## Texto de origem
▼
Maringá, 76 anos: O homem que comandava um “exército de machadeiros”

João Tenório Cavalcante retratado por Boh, artista plástico maringaense

João Tenório Cavalcante, ao contrário do seu xará, alagoano, que viveu no Rio de Janeiro e ganhou fama de justiceiro, era um empreiteiro maringaense que trabalhava com mais de mil peões na derrubada de mato e plantio de café e cereais no norte e noroeste do estado

A sucessão de batidas se assemelhava a um tiroteio. O som era produzido pelas machadadas. Centenas de homens derrubavam árvores. O “exército” de João Tenório Cavalcante em ação. Alguns o consideram o primeiro grande empresário de Maringá. Jorge Ferreira Duque Estrada, em seu livro “Terra crua”, diz que Tenório comandava 800 homens. Mas quem acompanha a história de Maringá, como o empresário Ênio Ferreira Lopes, filho do pioneiro Laércio Nickel Ferreira Lopes, garante que passavam de mil.   

Natalício Tenório Cavalcante de Albuquerque nasceu em Palmeira dos Índios (AL), em 1906, e morreu em 1987. O “Homem da Capa Preta” como ficara conhecido se transformou num mito. Carregava a tiracolo uma submetralhadora alemã, modelo MP-40, apelidada de Lurdinha. A fama de justiceiro o imortalizou no cinema e na literatura.

O João Tenório Cavalcante, de Maringá, no lugar da metralhadora, carregava um machado. Era um sujeito da lida, que se transformou num dos maiores desbravadores do norte e noroeste do Paraná. Dele, Duque Estrada escreveu: “Dirigia uma turma que chegou a integrar 800 homens – um verdadeiro exército de machadeiros – que liquidou o maior perobal do mundo, reduzindo grande parte a cinzas, nas queimadas que somavam léguas”.
▲
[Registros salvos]
▼
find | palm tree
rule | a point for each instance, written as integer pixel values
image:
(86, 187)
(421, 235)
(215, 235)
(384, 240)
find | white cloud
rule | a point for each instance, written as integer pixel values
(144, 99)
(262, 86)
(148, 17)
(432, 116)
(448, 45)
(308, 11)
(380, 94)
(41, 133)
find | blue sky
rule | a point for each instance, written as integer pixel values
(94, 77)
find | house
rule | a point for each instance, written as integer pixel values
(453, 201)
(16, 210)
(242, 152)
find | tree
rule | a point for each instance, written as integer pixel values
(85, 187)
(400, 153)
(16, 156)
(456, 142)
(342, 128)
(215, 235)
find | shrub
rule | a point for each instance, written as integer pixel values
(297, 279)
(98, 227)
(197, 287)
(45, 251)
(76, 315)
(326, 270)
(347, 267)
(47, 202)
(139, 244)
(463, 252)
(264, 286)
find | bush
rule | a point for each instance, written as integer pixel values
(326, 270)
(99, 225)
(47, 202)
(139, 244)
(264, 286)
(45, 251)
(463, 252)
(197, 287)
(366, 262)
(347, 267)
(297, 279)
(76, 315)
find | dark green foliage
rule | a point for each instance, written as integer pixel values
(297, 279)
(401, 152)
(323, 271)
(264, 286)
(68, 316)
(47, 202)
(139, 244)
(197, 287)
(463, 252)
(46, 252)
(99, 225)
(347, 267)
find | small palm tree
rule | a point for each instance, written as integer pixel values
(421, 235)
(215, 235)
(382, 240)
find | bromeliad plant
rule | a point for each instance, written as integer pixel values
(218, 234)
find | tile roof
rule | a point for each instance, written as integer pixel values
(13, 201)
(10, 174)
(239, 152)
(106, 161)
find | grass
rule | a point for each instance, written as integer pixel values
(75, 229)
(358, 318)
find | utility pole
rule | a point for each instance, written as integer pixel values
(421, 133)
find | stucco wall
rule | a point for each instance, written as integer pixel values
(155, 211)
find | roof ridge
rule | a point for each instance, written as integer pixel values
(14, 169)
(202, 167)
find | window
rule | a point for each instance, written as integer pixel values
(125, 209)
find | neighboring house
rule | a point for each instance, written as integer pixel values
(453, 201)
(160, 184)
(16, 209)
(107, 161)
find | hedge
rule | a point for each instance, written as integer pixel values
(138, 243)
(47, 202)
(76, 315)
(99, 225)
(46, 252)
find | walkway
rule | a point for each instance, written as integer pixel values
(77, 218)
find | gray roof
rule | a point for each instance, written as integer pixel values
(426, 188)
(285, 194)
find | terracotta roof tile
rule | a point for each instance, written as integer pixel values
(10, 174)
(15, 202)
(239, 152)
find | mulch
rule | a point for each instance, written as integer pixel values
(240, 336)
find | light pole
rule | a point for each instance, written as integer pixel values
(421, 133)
▲
## Descrição da tarefa
Transcreva fielmente o trecho do texto sobre João Tenório Cavalcante que vai de "João Tenório Cavalcante, ao" até "passavam de mil.".

## Resolução
João Tenório Cavalcante, ao contrário do seu xará, alagoano, que viveu no Rio de Janeiro e ganhou fama de justiceiro, era um empreiteiro maringaense que trabalhava com mais de mil peões na derrubada de mato e plantio de café e cereais no norte e noroeste do estado

A sucessão de batidas se assemelhava a um tiroteio. O som era produzido pelas machadadas. Centenas de homens derrubavam árvores. O “exército” de João Tenório Cavalcante em ação. Alguns o consideram o primeiro grande empresário de Maringá. Jorge Ferreira Duque Estrada, em seu livro “Terra crua”, diz que Tenório comandava 800 homens. Mas quem acompanha a história de Maringá, como o empresário Ênio Ferreira Lopes, filho do pioneiro Laércio Nickel Ferreira Lopes, garante que passavam de mil.